§ Tasks and exercises
(1) List all the criteria that Evan proposes in the post on evangelicals for identifying an evangelical.
(2) Condense the paragraph of the post on evangelicals that begins "I don't necessary disagree here" into a short bulleted list that keeps its main points.

§ Document segment
※

Tuesday, February 15, 2005

More on Evangelicals, Again

I've been surprised that my original posts on "What is an Evangelical?" (here and here) still continue to draw comments well after the time of their appearance, the only one of my threads to do so.

Evan@Weekender Blog (in a comment on the original post) proposes his own criteria:
1. Inerrancy of Scripture, and the sufficiency of Scripture for faith and practice.
2. Pro-life/anti-abortion political beliefs, which in the present day generally make them Republicans.
3. Belief in the necessity and urgency of missions, evangelism, and individual conversion.
4. Reformation theology.
I don't necessary disagree here, but I'm not sure these criteria are that different from my own. "Inerrancy" is a more, not less, stringent category than my first proposed criterion (literalist exegesis) or the one I replaced it with (biblicism), and I'm still not sure that it is criterial for US evangelicals. "Pro-life" limits the rightist tendency to one issue, but I still think the political conservatism on the contemporary evangelical scene is more far-reaching. I do agree, however, that Roe v. Wade politicized conservative Christians in the '70s and beyond in the same way that the draft politicized college students in the '60's. This issue is a definite catalyst.

Evan's third category captures some of what I meant by the word "conversionist," but I wanted to use the word to describe an approach to social ethics and cultural critique beyond the simple impulse to evangelize. His fourth category unduly limits what I described as "traditional" theology — my guess would be that most evangelicals in the pew don't really know or care that much about the Reformation as such.

※

Source records
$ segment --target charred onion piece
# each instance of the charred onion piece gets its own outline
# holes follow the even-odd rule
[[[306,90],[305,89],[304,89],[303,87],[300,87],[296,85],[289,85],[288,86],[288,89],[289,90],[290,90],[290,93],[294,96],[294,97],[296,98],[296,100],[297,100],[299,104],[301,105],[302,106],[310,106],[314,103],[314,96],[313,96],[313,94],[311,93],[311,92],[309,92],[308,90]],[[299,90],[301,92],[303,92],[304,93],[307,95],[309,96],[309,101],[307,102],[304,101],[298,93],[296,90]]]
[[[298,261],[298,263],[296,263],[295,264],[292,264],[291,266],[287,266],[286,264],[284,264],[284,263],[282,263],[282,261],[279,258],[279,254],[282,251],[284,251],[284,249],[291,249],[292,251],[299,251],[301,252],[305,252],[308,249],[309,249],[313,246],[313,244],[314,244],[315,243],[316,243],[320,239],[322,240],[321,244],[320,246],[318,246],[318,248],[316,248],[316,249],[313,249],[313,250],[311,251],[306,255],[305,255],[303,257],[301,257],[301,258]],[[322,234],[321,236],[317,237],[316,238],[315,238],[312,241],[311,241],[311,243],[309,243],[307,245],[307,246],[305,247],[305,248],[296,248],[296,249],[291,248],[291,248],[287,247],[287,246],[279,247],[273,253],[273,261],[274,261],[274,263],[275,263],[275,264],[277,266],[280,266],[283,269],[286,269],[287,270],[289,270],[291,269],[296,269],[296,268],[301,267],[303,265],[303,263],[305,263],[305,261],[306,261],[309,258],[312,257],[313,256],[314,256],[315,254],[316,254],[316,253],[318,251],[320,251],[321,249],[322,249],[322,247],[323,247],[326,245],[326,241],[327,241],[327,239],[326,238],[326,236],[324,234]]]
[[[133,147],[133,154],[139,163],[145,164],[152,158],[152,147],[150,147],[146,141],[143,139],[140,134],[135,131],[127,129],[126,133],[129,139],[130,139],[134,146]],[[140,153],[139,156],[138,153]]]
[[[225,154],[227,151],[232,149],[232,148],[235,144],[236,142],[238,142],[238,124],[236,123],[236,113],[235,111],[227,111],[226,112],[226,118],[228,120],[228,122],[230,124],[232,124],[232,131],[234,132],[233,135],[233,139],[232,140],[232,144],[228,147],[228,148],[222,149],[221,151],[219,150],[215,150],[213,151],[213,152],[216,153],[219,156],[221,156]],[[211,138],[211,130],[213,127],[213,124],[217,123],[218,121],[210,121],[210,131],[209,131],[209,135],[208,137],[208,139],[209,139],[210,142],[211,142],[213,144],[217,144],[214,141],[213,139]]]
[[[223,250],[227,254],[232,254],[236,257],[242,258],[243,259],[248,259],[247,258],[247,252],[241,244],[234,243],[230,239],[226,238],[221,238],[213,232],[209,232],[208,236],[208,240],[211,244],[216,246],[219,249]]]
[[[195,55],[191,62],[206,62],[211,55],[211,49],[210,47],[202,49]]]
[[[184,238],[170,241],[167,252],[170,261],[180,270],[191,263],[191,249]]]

※

§ Written responses
(1)
1. Inerrancy of Scripture, and the sufficiency of Scripture for faith and practice
2. Pro-life/anti-abortion political beliefs, which in the present day generally make them Republicans
3. Belief in the necessity and urgency of missions, evangelism, and individual conversion
4. Reformation theology

(2)
- The writer does not necessarily disagree with Evan's criteria, but doubts they differ much from the writer's own.
- "Inerrancy" is more stringent than the writer's first criterion (literalist exegesis) or its replacement (biblicism). The writer is still unsure it is criterial for US evangelicals.
- "Pro-life" limits the rightist tendency to one issue. The writer thinks contemporary evangelical political conservatism is more far-reaching.
- The writer agrees that Roe v. Wade politicized conservative Christians in the '70s and beyond, much as the draft politicized college students in the '60s, and calls the issue a definite catalyst.